───── Task inputs
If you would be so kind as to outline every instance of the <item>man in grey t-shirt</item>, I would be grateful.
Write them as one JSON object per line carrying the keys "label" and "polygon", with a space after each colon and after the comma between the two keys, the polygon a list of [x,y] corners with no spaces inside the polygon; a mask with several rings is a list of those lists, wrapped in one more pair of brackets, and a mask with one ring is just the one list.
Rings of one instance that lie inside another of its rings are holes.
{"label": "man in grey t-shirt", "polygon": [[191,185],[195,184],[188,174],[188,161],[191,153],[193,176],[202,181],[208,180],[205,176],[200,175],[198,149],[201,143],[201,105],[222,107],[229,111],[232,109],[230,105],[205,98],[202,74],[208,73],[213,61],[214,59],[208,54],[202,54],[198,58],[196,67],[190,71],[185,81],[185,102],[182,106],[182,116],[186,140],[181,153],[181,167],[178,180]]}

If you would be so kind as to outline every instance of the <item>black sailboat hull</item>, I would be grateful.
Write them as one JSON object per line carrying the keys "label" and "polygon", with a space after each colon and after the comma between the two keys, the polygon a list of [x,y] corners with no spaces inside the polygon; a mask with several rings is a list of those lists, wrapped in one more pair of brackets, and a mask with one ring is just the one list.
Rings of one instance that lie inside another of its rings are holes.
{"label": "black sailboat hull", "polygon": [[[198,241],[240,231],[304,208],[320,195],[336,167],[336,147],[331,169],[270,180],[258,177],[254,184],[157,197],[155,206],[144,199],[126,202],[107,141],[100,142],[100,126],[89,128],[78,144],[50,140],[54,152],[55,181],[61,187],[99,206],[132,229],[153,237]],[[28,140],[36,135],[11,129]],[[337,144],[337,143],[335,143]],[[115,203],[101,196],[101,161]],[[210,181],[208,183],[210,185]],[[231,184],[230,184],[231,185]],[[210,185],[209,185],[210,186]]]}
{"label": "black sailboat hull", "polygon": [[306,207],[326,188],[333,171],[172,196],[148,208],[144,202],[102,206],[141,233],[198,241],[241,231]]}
──────────
#### Written instruction:
Copy all of the entries above line for line, with no changes.

#### Expected answer:
If you would be so kind as to outline every instance of the <item>man in grey t-shirt</item>, I would be grateful.
Write them as one JSON object per line carrying the keys "label" and "polygon", with a space after each colon and after the comma between the two keys, the polygon a list of [x,y] corners with no spaces inside the polygon; a mask with several rings is a list of those lists, wrapped in one more pair of brackets, and a mask with one ring is just the one list.
Rings of one instance that lie inside another of its rings are holes.
{"label": "man in grey t-shirt", "polygon": [[191,185],[195,184],[188,174],[188,161],[191,153],[193,176],[202,181],[208,180],[205,176],[200,175],[198,149],[201,143],[201,105],[222,107],[229,111],[232,109],[230,105],[205,98],[202,74],[208,73],[213,61],[214,59],[208,54],[202,54],[198,58],[196,67],[190,71],[185,81],[185,102],[182,106],[182,116],[186,140],[181,153],[181,167],[178,180]]}

If you would be so kind as to outline every instance of the <item>black sailboat hull</item>, I would be grateful.
Write them as one JSON object per line carrying the keys "label" and "polygon", with a space after each colon and after the comma between the two keys, the polygon a list of [x,y] corners with no spaces inside the polygon; a mask with several rings is a list of those lists, wrapped in one more pair of brackets, and a mask with one ring is just the one list.
Rings of one instance that lie inside another of its rings are holes.
{"label": "black sailboat hull", "polygon": [[[198,241],[240,231],[304,208],[320,195],[336,167],[336,147],[331,169],[270,180],[258,177],[254,184],[157,197],[155,206],[144,199],[126,202],[107,141],[100,142],[100,126],[89,128],[78,144],[50,140],[54,152],[55,181],[61,187],[99,206],[132,229],[153,237]],[[28,140],[36,135],[11,129]],[[337,144],[337,143],[335,143]],[[115,203],[101,196],[101,161]],[[210,181],[208,183],[210,185]],[[231,184],[230,184],[231,185]],[[210,185],[209,185],[210,186]]]}
{"label": "black sailboat hull", "polygon": [[306,207],[326,188],[333,171],[172,196],[148,208],[144,202],[102,206],[141,233],[198,241],[241,231]]}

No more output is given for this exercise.